— Set task A —
Render every line of the records below as a JSON list of strings, one string per line, with blank lines left out.
##### Document extract #####
What is linear correlation, mathematically speaking? If you’ve taken basic statistics, you are likely familiar with linear correlation already. Linear correlation works very similarly to linear regression. For two columns, $X$ and $Y$, linear correlation $ρ$ (the lowercase Greek letter “rho”) is defined as the following:

$ρ = \frac{E[(X-µ_X)(Y-µ_Y)]}{σ_Xσ_Y}$

This equation describes the **expected value** ($E$, which you can think of as the average) of the difference between the elements of $X$ and their average, $µ_X$ , multiplied by the difference between the corresponding elements of $Y$ and their average, $µ_Y$ . The average for $E$ is taken over pairs of $X$, $Y$ values. You can imagine that if, when $X$ is relatively large compared to its mean, $µ_X$ , $Y$ also tends to be similarly large, then the terms of the multiplication in the numerator will both tend to be positive, leading to a positive product and positive correlation after the expected value, $E$, is taken. Similarly, if $Y$ tends to be small when $X$ is small, both terms in the numerator will be negative and again lead to **positive correlation**. Conversely, if $Y$ tends to decrease as $X$ increases, they will have **negative correlation**.

The denominator (the product of the standard deviations of $X$ and $Y$) serves to normalize linear correlation to the scale of [-1, 1]. Because Pearson correlation is adjusted for the mean and standard deviation of the data, the actual values of the data are not as important as the relationship between $X$ and $Y$. Stronger linear correlations are closer to 1 or -1. If there is no linear relation between $X$ and $Y$, the correlation will be close to 0.
#####
— Set task B —
Using the passage on linear correlation, say whether each statement agrees with it. Answer yes or no and quote the deciding words. (i) The denominator of the formula is the product of the standard deviations of $X$ and $Y$. (ii) With no linear relation between $X$ and $Y$, the correlation will be close to 1. (iii) If $Y$ tends to decrease as $X$ increases, the two have negative correlation.
##### Information given #####
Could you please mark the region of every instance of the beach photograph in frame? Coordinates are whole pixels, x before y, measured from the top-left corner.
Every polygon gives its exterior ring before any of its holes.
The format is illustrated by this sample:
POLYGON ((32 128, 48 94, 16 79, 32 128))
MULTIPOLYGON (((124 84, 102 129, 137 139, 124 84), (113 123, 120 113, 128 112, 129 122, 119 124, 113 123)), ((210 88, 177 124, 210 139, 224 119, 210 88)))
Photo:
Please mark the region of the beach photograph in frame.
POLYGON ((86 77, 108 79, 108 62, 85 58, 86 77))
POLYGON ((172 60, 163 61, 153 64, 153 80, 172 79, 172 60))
#####
— Reply A —
[
  "Could you please mark the region of every instance of the beach photograph in frame? Coordinates are whole pixels, x before y, measured from the top-left corner.",
  "Every polygon gives its exterior ring before any of its holes.",
  "The format is illustrated by this sample:",
  "POLYGON ((32 128, 48 94, 16 79, 32 128))",
  "MULTIPOLYGON (((124 84, 102 129, 137 139, 124 84), (113 123, 120 113, 128 112, 129 122, 119 124, 113 123)), ((210 88, 177 124, 210 139, 224 119, 210 88)))",
  "Photo:",
  "Please mark the region of the beach photograph in frame.",
  "POLYGON ((86 77, 108 79, 108 62, 85 58, 86 77))",
  "POLYGON ((172 60, 163 61, 153 64, 153 80, 172 79, 172 60))"
]

— Reply B —
(i) Yes: "The denominator (the product of the standard deviations of $X$ and $Y$) serves to normalize linear correlation to the scale of [-1, 1]."
(ii) No: "If there is no linear relation between $X$ and $Y$, the correlation will be close to 0."
(iii) Yes: "Conversely, if $Y$ tends to decrease as $X$ increases, they will have **negative correlation**."